## The exercise
Copy the data precisely, keeping every character.

## Material shown
┌──

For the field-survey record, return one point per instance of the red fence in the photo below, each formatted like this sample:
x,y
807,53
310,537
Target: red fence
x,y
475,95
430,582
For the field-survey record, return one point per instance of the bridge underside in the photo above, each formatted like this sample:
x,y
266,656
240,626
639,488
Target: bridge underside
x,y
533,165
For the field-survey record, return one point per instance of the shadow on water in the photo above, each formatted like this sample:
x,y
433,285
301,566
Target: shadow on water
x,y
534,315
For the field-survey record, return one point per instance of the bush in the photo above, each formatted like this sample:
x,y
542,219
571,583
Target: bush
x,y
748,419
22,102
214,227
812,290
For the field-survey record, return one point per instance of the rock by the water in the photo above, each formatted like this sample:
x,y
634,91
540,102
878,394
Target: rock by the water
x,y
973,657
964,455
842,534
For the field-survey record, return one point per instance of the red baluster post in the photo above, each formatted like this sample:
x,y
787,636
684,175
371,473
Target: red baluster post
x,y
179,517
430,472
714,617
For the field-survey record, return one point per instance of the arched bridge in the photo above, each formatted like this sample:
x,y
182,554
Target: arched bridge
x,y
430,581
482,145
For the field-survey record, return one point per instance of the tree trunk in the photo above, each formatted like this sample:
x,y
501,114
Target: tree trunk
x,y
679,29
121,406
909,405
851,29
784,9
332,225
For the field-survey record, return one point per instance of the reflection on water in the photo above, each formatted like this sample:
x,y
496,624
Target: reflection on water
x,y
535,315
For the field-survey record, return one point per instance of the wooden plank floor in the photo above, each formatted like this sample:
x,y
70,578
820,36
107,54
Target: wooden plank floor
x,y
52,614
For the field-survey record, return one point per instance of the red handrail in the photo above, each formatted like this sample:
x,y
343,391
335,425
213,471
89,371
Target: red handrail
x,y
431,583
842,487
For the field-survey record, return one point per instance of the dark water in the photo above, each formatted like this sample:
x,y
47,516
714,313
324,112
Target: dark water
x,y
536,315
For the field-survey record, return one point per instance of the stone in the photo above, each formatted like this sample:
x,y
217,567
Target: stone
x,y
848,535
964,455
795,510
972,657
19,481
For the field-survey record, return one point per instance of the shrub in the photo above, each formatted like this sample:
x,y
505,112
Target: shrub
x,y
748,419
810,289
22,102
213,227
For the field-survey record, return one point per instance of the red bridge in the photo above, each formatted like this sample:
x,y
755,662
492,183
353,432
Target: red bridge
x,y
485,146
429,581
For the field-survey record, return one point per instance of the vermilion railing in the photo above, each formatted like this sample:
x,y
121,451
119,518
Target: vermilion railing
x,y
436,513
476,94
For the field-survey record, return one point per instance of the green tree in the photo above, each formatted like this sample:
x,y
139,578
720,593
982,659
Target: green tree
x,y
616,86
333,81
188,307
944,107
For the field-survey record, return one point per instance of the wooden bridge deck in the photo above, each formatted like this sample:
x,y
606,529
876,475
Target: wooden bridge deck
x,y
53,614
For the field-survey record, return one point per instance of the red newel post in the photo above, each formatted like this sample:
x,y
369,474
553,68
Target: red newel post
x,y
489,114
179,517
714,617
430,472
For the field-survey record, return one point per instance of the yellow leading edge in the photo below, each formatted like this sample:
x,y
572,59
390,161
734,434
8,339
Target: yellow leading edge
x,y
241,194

└──

## Correct answer
For the field-survey record, return one point per instance of the red fence in the photo below, each formatted like this sample:
x,y
807,53
310,537
Target: red fence
x,y
475,95
430,582
For the field-survey record, return one point per instance of the bridge underside in the photo above, each formatted like this sample:
x,y
266,656
240,626
639,488
Target: bridge underside
x,y
533,165
For the field-survey record, return one point per instance of the shadow on water in the photo above, each formatted like this sample:
x,y
433,285
301,566
Target: shadow on water
x,y
534,315
For the field-survey record, return one point per instance of the bush in the photo above, each formatted like this sample:
x,y
542,219
571,583
Target: bush
x,y
748,419
22,102
214,227
812,290
For the field-survey record, return one point per instance of the rock by the water in the photo above, each formatted like this sample:
x,y
634,91
540,102
878,394
Target: rock by the water
x,y
973,657
964,455
842,534
For the field-survey record, return one point per instance of the red baluster post in the photo above, each formatted like this sample:
x,y
787,636
684,175
371,473
Target: red baluster post
x,y
179,517
430,472
714,617
For the field-survey record, return one point per instance of the arched bridge in the photo above, each formatted like this sample:
x,y
182,554
Target: arched bridge
x,y
430,581
482,145
For the field-survey record, return one point per instance of the tree trunk in the photo above, each formatted like this sample:
x,y
501,114
Target: tree trunk
x,y
679,29
121,406
909,405
851,29
784,9
332,225
For the field-survey record, return one point per instance of the reflection on water in the photo above, each formatted like this sample:
x,y
496,624
Target: reflection on water
x,y
535,315
For the field-survey record, return one point per instance of the wooden plank floor in the photo above, each formatted like this sample:
x,y
70,578
820,36
107,54
Target: wooden plank floor
x,y
52,614
For the field-survey record, return one point per instance of the red handrail in the photo above, each formatted like this sample:
x,y
343,391
335,425
213,471
89,371
Target: red handrail
x,y
431,583
842,487
For the field-survey record, return one point per instance of the dark water in the photo above, each formatted like this sample:
x,y
47,516
714,313
324,112
Target: dark water
x,y
536,315
For the field-survey record, return one point per instance of the stone in the photo above, each formatted like this sample:
x,y
217,567
Target: stone
x,y
848,535
964,455
795,510
972,657
19,481
For the field-survey record, return one point per instance of the shrub in the photo above, each formatted like this sample:
x,y
505,112
Target: shrub
x,y
748,419
810,289
22,102
213,227
For the field-survey record, return one point per instance of the red bridge in the photo above, each formatted like this sample:
x,y
755,662
492,183
353,432
Target: red bridge
x,y
485,146
429,581
For the field-survey record, return one point per instance of the vermilion railing in the photo above, each formatted like this sample:
x,y
121,451
119,518
Target: vermilion railing
x,y
436,513
476,94
For the field-survey record, return one point per instance of the green tree in the photo above, each formatted like this sample:
x,y
139,578
720,593
982,659
Target: green tree
x,y
616,86
333,81
188,307
944,107
For the field-survey record, return one point per instance of the wooden bridge deck in the photo above, each formatted like this sample:
x,y
606,529
876,475
Target: wooden bridge deck
x,y
53,614
For the field-survey record, return one point per instance of the red newel post in the photo above, each formatted like this sample:
x,y
369,474
553,68
Target: red newel post
x,y
489,114
179,517
714,617
430,472
For the field-survey record, return one point per instance of the yellow leading edge in the photo below, each formatted like this sample:
x,y
572,59
390,161
734,434
8,339
Target: yellow leading edge
x,y
241,194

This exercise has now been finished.